===== TEXTAUSZUG =====

Fans verteidigen Twitter jedoch vehement: Aus all den kleinen Details eines Tages werde durchaus etwas Signifikantes. "Wer fragt, wen all diese Trivialitäten interessieren könnten, weiß nicht, was Twitter eigentlich ist", meint etwa Liz Lawley, Direktorin des Labors für Social Computing am Rochester Institute of Technology. Es gehe darum, den Menschen in seinem verteilten Netzwerk aus Familie und Freunden zu vermitteln, wer man ist und was man gerade tue. "Wenn ich reise, frage ich meine Kinder beim jedem Anruf zuhause auch gleich, was sie gerade tun. Das mache ich doch nicht, weil mich brennend interessiert, was sie gerade im Fernsehen schauen oder welche Hausaufgaben sie aufhaben. Es geht darum, dass mich ihr Rhythmus und ihr Tag interessieren."

===== DATENZEILEN =====

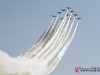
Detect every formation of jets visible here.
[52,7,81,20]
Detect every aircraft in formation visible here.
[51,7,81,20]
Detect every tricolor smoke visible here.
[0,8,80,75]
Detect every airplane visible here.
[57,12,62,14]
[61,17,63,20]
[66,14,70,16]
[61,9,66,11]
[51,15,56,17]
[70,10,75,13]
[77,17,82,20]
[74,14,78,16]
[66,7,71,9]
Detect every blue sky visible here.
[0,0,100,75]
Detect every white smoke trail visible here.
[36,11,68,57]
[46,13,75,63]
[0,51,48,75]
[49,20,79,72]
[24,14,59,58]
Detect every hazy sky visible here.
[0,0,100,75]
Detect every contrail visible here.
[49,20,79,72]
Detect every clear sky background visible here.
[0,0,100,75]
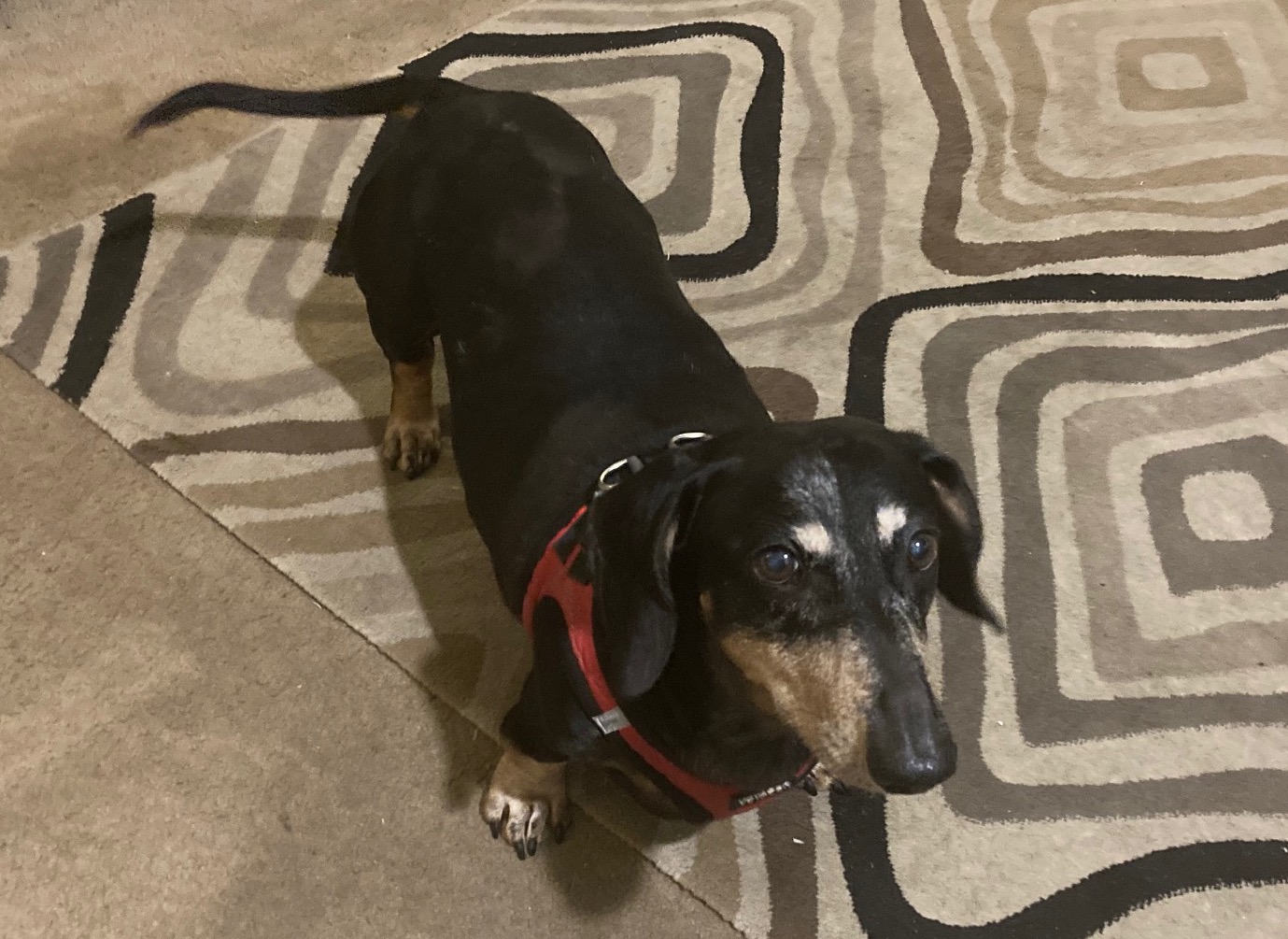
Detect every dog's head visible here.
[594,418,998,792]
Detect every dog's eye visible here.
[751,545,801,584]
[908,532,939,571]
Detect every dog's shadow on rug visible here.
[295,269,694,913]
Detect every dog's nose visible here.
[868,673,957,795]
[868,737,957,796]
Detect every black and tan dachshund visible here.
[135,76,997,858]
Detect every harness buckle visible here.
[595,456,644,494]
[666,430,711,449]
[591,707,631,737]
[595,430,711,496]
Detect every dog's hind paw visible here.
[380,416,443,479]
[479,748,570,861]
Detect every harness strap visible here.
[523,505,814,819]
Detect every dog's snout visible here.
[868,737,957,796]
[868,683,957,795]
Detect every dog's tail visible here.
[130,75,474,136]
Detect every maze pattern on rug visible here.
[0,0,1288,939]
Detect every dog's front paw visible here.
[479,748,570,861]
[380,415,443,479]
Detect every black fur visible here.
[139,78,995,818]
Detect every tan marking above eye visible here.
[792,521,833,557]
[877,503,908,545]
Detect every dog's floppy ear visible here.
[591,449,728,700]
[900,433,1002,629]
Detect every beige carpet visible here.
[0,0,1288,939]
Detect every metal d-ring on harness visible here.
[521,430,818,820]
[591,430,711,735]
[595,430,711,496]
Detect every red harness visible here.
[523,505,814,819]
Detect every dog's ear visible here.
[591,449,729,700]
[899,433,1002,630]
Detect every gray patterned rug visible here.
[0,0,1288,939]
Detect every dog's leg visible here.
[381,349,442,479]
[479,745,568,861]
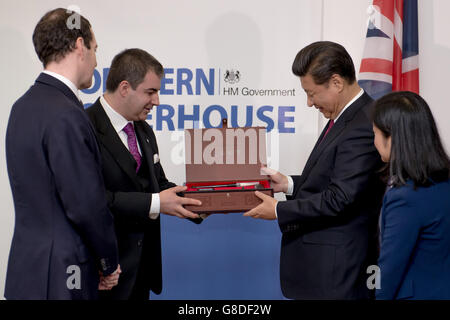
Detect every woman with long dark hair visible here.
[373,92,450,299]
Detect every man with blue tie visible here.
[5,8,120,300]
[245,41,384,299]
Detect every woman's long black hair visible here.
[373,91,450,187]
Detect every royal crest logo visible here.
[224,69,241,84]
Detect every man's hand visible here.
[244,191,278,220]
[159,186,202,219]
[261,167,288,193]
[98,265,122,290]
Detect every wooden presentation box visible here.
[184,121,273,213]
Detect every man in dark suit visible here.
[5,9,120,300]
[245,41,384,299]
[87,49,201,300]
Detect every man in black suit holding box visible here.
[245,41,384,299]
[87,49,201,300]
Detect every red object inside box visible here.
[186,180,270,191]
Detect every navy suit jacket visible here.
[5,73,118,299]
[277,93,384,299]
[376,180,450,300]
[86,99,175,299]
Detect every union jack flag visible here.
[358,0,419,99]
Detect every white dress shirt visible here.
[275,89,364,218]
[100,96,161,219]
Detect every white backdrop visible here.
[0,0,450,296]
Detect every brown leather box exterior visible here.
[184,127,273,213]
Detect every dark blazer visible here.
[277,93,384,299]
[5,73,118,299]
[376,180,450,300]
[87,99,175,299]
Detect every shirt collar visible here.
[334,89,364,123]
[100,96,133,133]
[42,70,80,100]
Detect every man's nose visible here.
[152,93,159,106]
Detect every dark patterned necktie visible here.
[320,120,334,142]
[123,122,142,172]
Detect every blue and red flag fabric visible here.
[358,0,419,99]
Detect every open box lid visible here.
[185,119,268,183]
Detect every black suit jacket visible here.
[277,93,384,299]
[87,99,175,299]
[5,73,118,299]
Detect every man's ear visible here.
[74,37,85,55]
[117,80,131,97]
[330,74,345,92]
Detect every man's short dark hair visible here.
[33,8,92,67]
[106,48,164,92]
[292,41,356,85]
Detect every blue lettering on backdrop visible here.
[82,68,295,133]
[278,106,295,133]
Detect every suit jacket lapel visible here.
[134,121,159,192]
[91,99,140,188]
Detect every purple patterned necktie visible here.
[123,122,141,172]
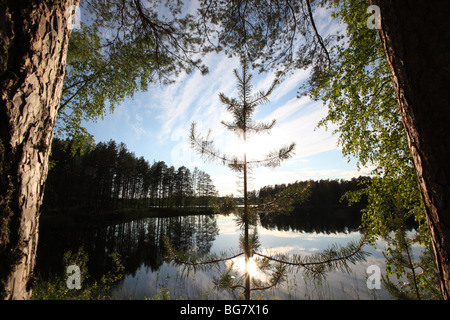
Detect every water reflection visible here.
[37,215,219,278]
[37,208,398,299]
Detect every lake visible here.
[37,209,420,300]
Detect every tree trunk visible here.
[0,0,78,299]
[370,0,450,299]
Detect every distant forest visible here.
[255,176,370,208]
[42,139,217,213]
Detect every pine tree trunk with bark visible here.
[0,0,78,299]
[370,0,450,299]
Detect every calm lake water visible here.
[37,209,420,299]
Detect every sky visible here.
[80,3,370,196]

=====

● IHRE AUFGABEN:
[A] Welche Position hat Liz Lawley laut dem Textauszug über Twitter inne?
[B] Führen Sie den Textauszug über Twitter nach seinem letzten Satz weiter.

● ANTWORTEN DER REIHE:
[A] Sie ist Direktorin des Labors für Social Computing am Rochester Institute of Technology.

[B]
Doch Twitter war auf schicken Events wie der Zukunftskonferenz "TED" und dem nachfolgenden "South by Southwest Interactive"-Festival in diesem Jahr derart populär, dass man sich durchaus die Frage stellen kann, ob es sich hier nur um eine schlichte Mode handelt, die schnell vergeht. "Twitter konnte man beim 'South by Southwest'-Festival kaum entkommen", meint etwa Jamais Cascio, der das Zukunftsforscher-Weblog "WorldChanging" betreibt. "Ich glaube, wir haben dabei den gesamten Hype-Zyklus durchlaufen - und das in nur vier Tagen. Anfangs kannten viele Leute den Dienst nicht, dann fragten sie sich, warum man Twitter aktuell nicht benutzt, und schließlich, warum man es noch immer einsetzt."

Zahlreiche Web-Software-Entwickler sind von Twitter jedoch nach wie vor begeistert. Der Grund ist die enthaltene Software-Schnittstelle, die Obvious für den Dienst zur Verfügung stellt. Damit werden "Mashups" möglich, die die Nachrichten in einen interessanten Kontext setzen. Wenn man Twitter seinen Standort übermittelt, kann dieser nachfolgenden Botschaften beigegeben werden. David Troy nutzte dies für einen beeindruckenden Service namens Twittermap, der jede öffentliche Twitter-Botschaft auf einer Google Maps-Karte darstellt.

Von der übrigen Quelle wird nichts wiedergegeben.